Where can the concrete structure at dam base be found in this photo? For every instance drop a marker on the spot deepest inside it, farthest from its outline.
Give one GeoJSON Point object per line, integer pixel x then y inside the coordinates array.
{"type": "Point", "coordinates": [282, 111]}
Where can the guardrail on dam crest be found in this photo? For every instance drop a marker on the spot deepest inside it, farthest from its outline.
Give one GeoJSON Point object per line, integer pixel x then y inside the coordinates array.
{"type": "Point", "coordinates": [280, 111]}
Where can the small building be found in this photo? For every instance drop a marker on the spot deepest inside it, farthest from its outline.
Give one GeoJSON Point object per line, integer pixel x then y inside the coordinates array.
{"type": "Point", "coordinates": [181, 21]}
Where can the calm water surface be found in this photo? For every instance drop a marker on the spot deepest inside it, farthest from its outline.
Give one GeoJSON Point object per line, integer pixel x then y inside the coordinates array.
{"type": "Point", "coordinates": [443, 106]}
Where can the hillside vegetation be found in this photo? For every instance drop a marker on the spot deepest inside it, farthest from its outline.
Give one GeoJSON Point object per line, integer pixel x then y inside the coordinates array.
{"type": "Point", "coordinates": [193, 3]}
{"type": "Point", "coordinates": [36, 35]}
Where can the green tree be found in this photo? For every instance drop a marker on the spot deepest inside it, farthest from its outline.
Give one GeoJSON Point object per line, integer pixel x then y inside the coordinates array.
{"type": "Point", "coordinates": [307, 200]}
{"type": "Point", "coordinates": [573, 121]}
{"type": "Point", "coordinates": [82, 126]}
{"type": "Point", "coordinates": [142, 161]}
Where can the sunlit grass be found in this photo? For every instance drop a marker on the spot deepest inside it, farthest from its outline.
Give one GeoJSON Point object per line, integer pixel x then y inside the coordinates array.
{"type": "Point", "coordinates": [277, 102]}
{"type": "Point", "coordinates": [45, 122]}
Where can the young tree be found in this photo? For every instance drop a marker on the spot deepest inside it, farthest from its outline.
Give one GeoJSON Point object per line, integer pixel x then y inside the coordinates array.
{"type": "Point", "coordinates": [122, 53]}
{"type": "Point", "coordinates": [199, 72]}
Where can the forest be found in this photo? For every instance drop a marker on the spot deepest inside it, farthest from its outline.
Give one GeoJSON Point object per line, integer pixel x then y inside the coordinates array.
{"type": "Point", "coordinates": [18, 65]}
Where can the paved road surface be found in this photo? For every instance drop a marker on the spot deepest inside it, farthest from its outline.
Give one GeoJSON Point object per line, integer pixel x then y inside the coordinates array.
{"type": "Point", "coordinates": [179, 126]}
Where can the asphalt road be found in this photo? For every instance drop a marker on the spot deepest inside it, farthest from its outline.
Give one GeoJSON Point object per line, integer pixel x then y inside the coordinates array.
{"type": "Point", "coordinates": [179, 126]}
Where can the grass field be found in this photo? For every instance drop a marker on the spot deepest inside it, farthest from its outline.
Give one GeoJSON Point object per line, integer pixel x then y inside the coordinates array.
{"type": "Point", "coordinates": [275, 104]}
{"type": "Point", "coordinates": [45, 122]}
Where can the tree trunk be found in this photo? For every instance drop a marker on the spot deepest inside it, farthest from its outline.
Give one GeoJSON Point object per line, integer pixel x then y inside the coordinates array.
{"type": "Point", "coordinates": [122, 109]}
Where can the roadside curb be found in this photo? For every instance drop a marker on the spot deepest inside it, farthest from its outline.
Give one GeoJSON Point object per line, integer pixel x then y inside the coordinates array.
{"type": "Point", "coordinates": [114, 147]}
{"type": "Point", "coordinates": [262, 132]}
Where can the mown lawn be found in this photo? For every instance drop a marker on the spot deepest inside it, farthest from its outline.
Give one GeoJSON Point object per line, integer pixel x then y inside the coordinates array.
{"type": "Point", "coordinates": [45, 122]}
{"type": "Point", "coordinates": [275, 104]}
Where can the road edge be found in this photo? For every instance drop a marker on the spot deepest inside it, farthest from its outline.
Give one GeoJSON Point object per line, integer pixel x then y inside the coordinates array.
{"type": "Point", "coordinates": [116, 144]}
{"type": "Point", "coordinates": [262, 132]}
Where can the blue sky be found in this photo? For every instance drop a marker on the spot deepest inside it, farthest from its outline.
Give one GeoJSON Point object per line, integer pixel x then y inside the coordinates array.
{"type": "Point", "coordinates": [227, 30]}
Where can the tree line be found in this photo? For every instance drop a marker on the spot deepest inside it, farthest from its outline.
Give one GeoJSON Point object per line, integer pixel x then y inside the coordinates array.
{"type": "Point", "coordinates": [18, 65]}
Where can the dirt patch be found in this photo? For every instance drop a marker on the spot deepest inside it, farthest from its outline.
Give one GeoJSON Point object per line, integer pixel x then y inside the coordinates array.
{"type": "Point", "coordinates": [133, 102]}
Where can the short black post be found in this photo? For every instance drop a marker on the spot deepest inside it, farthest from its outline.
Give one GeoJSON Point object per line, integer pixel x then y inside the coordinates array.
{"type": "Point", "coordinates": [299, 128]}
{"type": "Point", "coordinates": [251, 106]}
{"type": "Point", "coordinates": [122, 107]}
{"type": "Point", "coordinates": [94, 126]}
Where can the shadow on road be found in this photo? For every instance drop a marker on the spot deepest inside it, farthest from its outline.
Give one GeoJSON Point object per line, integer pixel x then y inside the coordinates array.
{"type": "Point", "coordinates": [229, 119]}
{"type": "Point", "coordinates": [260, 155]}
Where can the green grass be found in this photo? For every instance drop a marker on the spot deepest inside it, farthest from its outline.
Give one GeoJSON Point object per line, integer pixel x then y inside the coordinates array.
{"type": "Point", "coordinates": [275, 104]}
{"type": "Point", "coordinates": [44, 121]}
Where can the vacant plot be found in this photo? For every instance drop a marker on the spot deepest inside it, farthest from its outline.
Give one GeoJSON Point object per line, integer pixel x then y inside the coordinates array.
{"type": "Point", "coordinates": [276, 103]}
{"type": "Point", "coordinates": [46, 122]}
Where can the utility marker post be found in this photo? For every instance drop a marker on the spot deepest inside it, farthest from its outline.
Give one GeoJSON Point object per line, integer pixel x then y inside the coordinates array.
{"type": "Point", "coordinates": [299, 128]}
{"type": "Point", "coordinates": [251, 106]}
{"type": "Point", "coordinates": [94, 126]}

------------------------------------------------------------

__WRITTEN EXERCISE__: Switch "vacant plot" to "empty lot" in everything from the line containing "Where can the green grass" down to the end of the items, and give back only those lines with nothing else changed.

__TASK ANSWER__:
Where can the green grass be found in this photo? For every instance drop a marker on the spot deepest inside it, farthest from its outline.
Give one GeoJSON Point object per line, integer pixel x then y inside the coordinates array.
{"type": "Point", "coordinates": [275, 104]}
{"type": "Point", "coordinates": [44, 121]}
Where can the empty lot be found in this photo? For every instance drop a marker on the spot deepest inside it, farthest from its outline.
Give one GeoJSON Point object per line, integer pixel x then y inside the coordinates array.
{"type": "Point", "coordinates": [276, 103]}
{"type": "Point", "coordinates": [46, 122]}
Where can the utility marker post be found in this photo? For every instance drop a marker on the spot deepest inside it, farthest from its outline.
Give one GeoJSON Point object per line, integer pixel x then y inside the coordinates array.
{"type": "Point", "coordinates": [299, 128]}
{"type": "Point", "coordinates": [251, 106]}
{"type": "Point", "coordinates": [94, 126]}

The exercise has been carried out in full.